__Problem description__.
Pick up the forum thread about the white dogwood and carry it on from its final line.

Segment Start: Passage provided

# What happened to my white dogwood?



## HorseShoeInFork (Oct 7, 2016)

I planted this white dogwood from a nursery back in mid February (16'). It bloomed and had nice healthy green leaves all summer. I watered it about 5 days ago and it appeared to be perfectly fine. Yesterday I come home and find this? What happened? I'm not an expert, but I'm certain it's terminal.


----------



## PJM (Oct 11, 2016)

Could be dogwood borer. Did you get a guarantee from the nursery who sold you the tree? The borer was likely present in the tree when you purchased and planted it.


----------



## HorseShoeInFork (Oct 11, 2016)

I thought it might be a borer or something that was already in it. The wounded area appears to have been trying to heal around it for some time. It has gotten larger this week. I have bought a half dozen or so trees from this same nursery. All except dogwoods have a 1 year guarantee. I was specifically told they do not stand behind the dogwoods, so I bought at my own risk.


----------



## redlawn 78 (Oct 14, 2016)

Segment End: Passage provided
Segment Start: Given entries

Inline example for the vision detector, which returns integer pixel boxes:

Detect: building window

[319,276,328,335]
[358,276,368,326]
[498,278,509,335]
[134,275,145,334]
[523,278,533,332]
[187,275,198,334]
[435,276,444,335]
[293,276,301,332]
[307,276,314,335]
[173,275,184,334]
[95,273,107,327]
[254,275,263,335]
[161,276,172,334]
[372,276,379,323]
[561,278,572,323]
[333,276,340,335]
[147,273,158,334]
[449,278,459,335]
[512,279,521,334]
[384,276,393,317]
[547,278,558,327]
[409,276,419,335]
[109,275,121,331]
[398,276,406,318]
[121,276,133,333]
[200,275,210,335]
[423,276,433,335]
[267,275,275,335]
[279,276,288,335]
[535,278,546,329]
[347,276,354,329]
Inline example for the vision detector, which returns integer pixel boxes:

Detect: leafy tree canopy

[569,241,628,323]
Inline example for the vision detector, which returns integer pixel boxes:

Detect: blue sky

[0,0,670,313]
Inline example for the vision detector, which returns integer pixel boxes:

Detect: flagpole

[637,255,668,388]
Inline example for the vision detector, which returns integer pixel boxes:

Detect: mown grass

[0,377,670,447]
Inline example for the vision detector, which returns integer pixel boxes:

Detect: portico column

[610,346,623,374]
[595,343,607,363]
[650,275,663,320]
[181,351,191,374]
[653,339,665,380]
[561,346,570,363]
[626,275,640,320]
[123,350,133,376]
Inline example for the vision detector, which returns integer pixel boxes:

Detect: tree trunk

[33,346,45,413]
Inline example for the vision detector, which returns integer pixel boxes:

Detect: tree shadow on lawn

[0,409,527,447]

Segment End: Given entries
Segment Start: Given entries

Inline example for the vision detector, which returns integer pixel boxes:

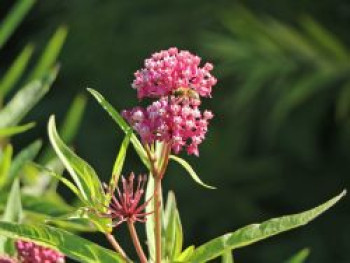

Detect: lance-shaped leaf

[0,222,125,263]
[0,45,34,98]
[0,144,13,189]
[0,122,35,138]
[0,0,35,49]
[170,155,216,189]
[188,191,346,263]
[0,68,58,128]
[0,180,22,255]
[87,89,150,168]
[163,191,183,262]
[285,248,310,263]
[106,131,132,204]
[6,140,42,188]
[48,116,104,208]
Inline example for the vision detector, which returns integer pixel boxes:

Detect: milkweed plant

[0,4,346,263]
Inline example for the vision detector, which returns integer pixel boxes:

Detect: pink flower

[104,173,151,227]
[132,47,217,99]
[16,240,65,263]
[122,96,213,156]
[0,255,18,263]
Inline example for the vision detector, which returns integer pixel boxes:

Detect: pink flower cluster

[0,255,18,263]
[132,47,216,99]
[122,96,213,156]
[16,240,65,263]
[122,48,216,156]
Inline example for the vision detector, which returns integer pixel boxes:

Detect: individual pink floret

Segment End: Given entries

__Your response__.
well thats pretty sucky. Is dogwood borer common in your area? It would seem reasonable that if it is they would thoroughly and frequently check for borer evidence and remove stock from sales area


----------



## Jason Douglas (Oct 23, 2016)

Dogwood borer and anthracnose is a killer combo. If the insects are in your area, and the tree is stressed from biotic or abiotic problems, borers WILL find it.

For future reference, Cornus florida is notoriously known as a disease and borer magnet and is a challenge for seasoned arborists to maintain. Also, install actual mulch rings to improve soil conditions and conserve water.
Better dogwood alternative include the Rutgers Hybrids (Stellar cultivars) and the Chinese (Cornus kousa).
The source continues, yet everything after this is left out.